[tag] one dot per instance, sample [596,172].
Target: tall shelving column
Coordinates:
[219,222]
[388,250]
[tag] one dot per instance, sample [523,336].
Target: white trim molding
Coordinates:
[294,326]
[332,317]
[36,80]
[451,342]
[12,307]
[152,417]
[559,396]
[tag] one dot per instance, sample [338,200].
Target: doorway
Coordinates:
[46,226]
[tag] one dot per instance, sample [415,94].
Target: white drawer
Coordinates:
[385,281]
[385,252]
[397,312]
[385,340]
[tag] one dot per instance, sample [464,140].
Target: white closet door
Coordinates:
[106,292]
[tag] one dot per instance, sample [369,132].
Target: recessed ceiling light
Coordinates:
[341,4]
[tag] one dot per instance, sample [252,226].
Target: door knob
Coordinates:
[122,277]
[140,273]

● **Description of the task**
Reproduce every entry above word for word, keeping each line as it stands.

● **Reply to the task**
[tag] one dot per instance, sample [596,172].
Target: tall shelving column
Coordinates:
[219,222]
[388,250]
[tag] one dot per instance, sample [523,336].
Target: white trim molding
Coordinates:
[294,326]
[332,317]
[36,80]
[451,342]
[12,307]
[152,417]
[559,396]
[tag] one dot per instance, sample [338,200].
Target: doorway
Coordinates:
[46,226]
[tag] one dot per instance, sample [415,94].
Target: white drawer
Coordinates:
[385,281]
[385,252]
[397,312]
[385,340]
[tag] one dot per instance, sample [464,140].
Target: white closet door
Coordinates:
[106,292]
[tag] one dot per instance, sample [369,132].
Target: recessed ceiling light
Coordinates:
[341,4]
[tag] one dot per instance, sample [252,226].
Target: door knob
Coordinates:
[122,277]
[140,273]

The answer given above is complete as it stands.